*** Opening PASSAGE TO READ ***

Here are some current and recent projects and activities:
Preservation of knowledge – I'm in Caltech's Digital Library Development team and have been active in community efforts such as Data Together. Some software I developed:
- Handprint runs handwriting recognition services from Google, Microsoft and others on images of archival documents, and produces annotated overlays.
- Holdit is a program for the Caltech Library Circulation desk to generate a printable "on hold" book list by scraping the Caltech TIND server.
- eprints2bags download contents from an EPrints server and puts them in BagIt format.
CASICS – Comprehensive and Automated
Software Inventory Creation System, to catalog software by leveraging ontologies and ML. Software modules include:
- Spiral includes functions (including a novel heuristic algorithm trained on real data) for splitting function names and other identifiers in source code files.
- Nostril is a Python module that infers whether a given short string of characters is likely to be random gibberish or something meaningful.
- Dassie is a database of the subject terms found in the Library of Congress Subject Headings (LCSH).

*** Closing PASSAGE TO READ ***
*** Opening GIVEN INFORMATION ***

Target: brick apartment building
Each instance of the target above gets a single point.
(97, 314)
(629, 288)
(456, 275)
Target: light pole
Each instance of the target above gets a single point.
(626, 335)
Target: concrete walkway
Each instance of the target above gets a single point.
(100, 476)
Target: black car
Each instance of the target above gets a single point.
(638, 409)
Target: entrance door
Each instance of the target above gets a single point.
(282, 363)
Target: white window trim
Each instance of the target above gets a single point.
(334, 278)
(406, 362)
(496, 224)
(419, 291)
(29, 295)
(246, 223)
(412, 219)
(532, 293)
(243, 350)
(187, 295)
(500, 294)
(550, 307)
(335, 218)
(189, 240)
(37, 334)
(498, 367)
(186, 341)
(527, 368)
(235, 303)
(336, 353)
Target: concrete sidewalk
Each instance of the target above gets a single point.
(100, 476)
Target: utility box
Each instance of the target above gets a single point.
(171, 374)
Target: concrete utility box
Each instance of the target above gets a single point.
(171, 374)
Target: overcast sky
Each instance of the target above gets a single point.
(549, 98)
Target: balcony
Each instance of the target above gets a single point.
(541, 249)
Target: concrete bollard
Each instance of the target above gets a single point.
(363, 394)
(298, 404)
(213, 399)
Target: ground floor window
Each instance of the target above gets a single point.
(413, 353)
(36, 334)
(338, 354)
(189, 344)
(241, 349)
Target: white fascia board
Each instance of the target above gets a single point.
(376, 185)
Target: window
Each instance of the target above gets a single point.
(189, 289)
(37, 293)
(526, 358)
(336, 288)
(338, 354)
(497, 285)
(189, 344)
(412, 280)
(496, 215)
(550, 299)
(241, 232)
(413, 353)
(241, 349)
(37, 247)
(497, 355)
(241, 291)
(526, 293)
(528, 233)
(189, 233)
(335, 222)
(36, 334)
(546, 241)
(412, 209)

*** Closing GIVEN INFORMATION ***

→ TASK STATEMENT: Can you continue the list of projects and software, picking up after the entry for Dassie?

→ ANSWER TO THE PROBLEM:
SBML – A community standard format for exchanging computational models in biology. In addition to the actual SBML specifications, some of the notable open-source software I co-developed include the following:
- MOCCASIN, a program to convert certain classes of MATLAB ODE-based models into SBML. It does not require MATLAB. Some of its innovations include a Python-based parser for MATLAB.
- SBML Test Suite. This includes a test runner written in Java with the SWT GUI widgets and bundled as a self-contained desktop app.
- libSBML, an API library for reading, writing, manipulating, and validating SBML files and data streams in many languages including C++, Java, MATLAB, Python, R and others.
- COMBINE – The COmputational Modeling in BIology NEtwork, a community helping coordinate development of standards and resources for computational biology.